• **WHAT YOU HAVE TO DO**: Copy the records below, from the line containing "of house shown in this photo." through the last line; leave out pictures.

• **PROVIDED DATA**:

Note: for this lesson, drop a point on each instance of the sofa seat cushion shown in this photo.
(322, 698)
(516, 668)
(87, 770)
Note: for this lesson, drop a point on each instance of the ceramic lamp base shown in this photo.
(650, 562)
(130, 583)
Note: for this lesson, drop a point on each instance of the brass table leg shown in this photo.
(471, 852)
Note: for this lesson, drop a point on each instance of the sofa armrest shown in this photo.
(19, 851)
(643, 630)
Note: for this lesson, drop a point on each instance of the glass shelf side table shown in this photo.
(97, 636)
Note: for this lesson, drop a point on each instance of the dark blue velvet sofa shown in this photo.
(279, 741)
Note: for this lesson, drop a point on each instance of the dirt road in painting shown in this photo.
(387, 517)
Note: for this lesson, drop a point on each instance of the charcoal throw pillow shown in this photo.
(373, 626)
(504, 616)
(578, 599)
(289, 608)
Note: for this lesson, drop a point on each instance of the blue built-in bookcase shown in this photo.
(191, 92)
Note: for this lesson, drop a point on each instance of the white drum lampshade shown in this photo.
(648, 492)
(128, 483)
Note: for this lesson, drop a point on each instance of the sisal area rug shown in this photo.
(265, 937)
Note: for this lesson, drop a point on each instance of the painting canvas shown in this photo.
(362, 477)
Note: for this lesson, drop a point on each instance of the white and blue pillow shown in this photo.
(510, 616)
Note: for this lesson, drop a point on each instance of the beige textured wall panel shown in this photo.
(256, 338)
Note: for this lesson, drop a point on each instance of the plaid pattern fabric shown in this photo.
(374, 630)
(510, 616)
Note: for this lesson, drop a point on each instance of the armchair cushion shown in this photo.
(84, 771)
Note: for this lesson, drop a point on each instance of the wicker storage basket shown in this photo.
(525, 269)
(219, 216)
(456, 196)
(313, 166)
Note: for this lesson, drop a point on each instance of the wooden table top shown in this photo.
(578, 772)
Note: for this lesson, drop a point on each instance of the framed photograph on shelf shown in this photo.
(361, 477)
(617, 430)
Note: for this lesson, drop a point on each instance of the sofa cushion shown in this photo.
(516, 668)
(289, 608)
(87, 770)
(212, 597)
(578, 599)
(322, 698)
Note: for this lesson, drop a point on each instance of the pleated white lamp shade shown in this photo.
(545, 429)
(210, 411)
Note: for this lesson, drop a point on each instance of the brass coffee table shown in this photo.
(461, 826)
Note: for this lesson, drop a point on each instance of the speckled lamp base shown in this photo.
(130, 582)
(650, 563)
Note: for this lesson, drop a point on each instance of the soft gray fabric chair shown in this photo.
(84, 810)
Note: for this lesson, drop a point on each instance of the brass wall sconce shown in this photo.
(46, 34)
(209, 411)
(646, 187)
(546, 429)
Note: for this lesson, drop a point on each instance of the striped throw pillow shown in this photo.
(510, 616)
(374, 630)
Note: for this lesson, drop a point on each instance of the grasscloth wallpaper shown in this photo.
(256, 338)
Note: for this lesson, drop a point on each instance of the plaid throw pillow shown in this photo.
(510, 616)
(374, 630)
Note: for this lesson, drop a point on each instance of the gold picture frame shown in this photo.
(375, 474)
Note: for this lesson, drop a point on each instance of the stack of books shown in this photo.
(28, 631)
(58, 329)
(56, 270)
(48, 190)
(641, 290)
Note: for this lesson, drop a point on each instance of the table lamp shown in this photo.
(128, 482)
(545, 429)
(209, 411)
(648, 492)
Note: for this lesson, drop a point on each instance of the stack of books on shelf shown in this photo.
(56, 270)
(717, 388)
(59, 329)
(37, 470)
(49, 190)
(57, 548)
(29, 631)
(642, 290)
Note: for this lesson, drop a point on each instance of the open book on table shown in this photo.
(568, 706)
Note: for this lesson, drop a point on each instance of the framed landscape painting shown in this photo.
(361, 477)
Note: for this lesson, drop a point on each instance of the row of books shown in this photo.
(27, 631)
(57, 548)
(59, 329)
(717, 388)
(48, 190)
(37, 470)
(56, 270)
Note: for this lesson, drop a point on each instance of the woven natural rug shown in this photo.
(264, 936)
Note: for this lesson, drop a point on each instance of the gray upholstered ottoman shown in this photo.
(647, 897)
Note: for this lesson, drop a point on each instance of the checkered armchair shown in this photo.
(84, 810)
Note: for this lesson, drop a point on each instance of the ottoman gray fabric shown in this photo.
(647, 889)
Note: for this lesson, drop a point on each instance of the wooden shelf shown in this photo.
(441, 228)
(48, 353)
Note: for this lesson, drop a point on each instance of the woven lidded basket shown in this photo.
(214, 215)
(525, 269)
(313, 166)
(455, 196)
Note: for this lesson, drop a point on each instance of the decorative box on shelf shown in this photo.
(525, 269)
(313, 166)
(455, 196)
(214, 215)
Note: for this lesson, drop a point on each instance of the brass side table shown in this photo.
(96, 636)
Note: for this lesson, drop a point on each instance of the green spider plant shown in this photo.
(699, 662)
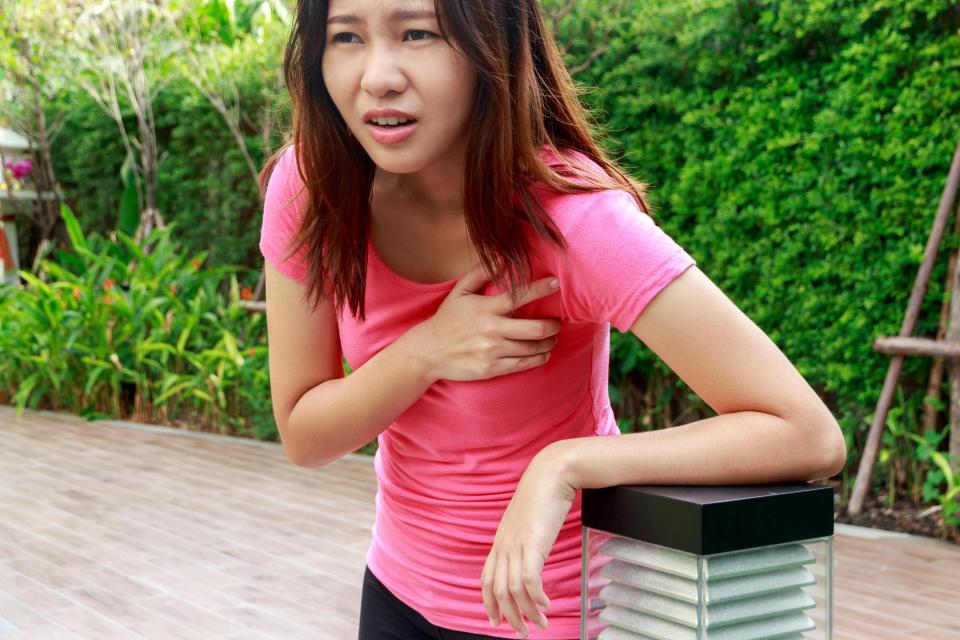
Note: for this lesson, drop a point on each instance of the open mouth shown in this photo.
(391, 123)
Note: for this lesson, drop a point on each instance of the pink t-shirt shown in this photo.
(449, 465)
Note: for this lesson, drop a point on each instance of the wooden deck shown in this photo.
(117, 530)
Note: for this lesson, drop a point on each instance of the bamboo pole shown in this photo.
(865, 472)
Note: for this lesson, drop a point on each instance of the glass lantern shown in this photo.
(707, 563)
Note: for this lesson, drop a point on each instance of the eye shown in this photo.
(420, 32)
(343, 37)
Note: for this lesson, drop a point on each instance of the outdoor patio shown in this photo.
(118, 530)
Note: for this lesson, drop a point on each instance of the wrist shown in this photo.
(423, 364)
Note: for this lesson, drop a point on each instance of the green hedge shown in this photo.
(797, 151)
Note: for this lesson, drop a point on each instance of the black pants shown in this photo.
(383, 616)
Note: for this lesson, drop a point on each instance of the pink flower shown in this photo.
(20, 168)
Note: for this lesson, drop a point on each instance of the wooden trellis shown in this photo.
(904, 344)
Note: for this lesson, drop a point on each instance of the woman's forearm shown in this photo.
(339, 416)
(745, 447)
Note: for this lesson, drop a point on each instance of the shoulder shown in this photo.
(573, 210)
(285, 193)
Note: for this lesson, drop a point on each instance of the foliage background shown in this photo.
(796, 150)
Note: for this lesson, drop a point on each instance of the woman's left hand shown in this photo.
(512, 575)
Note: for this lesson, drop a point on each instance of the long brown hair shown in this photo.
(525, 99)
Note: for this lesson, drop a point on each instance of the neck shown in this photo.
(436, 191)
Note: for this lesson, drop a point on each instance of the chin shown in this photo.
(396, 161)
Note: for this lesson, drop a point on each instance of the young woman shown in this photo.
(441, 174)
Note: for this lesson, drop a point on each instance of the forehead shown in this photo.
(398, 9)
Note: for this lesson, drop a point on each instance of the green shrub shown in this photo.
(109, 330)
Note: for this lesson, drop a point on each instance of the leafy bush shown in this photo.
(797, 151)
(109, 330)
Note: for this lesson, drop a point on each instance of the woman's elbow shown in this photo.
(832, 456)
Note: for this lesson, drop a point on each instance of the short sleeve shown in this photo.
(617, 259)
(283, 207)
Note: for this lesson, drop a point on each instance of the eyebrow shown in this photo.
(396, 16)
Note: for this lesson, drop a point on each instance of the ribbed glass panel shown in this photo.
(650, 592)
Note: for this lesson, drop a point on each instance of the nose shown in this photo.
(382, 73)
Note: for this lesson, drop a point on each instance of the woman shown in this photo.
(441, 173)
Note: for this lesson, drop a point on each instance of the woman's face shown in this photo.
(387, 58)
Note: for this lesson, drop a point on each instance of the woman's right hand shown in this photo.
(472, 337)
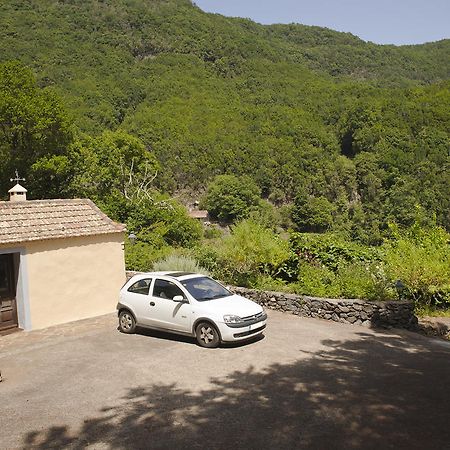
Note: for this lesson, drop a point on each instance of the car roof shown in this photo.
(178, 275)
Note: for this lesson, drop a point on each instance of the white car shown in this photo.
(190, 304)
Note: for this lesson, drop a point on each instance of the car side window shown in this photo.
(166, 289)
(141, 286)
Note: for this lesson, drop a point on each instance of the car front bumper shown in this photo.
(238, 332)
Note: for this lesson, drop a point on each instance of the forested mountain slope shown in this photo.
(302, 110)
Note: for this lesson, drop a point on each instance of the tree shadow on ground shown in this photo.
(376, 392)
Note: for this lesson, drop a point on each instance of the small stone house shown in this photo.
(60, 261)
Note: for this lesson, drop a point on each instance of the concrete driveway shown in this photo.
(307, 384)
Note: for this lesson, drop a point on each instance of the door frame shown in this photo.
(22, 291)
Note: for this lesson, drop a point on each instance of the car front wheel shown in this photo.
(127, 322)
(207, 335)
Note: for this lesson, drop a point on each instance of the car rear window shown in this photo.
(141, 286)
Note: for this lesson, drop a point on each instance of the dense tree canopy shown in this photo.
(357, 133)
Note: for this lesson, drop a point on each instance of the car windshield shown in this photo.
(204, 288)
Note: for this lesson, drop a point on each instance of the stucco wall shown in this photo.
(74, 278)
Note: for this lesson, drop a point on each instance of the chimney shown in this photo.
(17, 193)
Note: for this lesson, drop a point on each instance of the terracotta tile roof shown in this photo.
(35, 220)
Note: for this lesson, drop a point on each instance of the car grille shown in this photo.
(249, 333)
(249, 320)
(254, 316)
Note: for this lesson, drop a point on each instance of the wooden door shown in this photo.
(8, 305)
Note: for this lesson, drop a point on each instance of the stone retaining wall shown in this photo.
(357, 312)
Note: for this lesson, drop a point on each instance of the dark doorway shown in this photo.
(8, 304)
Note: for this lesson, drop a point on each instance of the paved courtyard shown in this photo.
(306, 384)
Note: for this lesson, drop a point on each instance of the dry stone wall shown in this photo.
(357, 312)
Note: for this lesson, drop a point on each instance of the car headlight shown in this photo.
(232, 319)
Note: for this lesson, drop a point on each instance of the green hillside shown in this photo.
(359, 129)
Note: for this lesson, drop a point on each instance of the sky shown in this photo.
(396, 22)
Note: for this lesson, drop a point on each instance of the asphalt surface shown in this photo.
(307, 384)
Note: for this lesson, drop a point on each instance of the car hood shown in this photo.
(235, 304)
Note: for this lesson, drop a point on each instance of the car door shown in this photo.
(166, 313)
(138, 299)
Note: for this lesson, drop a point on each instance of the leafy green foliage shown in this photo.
(419, 258)
(34, 127)
(311, 214)
(340, 136)
(180, 263)
(250, 250)
(230, 198)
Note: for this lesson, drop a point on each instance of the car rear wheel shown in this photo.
(127, 322)
(207, 335)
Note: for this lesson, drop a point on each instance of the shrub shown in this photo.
(177, 262)
(230, 198)
(420, 260)
(249, 251)
(317, 281)
(312, 214)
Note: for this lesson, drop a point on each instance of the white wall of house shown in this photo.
(69, 279)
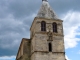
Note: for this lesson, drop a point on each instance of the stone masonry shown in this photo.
(37, 47)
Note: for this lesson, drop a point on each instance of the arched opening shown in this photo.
(54, 27)
(50, 47)
(43, 26)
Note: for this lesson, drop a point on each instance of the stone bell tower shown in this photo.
(46, 37)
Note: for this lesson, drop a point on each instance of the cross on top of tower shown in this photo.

• **RESPONSE TO THIS TASK**:
Note: for this lesson, drop a point on each instance of the white wall of house shown in this photo.
(69, 279)
Note: for this lesson, drop a point on each instance of the stone masonry shown in this photo.
(37, 47)
Note: for this lesson, drop a point on each instance of the arched opening shown in this photo.
(54, 27)
(50, 47)
(43, 26)
Note: for this lesson, drop a point on each instance of the stone bell tower shown in this photo.
(46, 37)
Note: for this lesson, drop a point on each instance of the cross on top of tower shown in this photo.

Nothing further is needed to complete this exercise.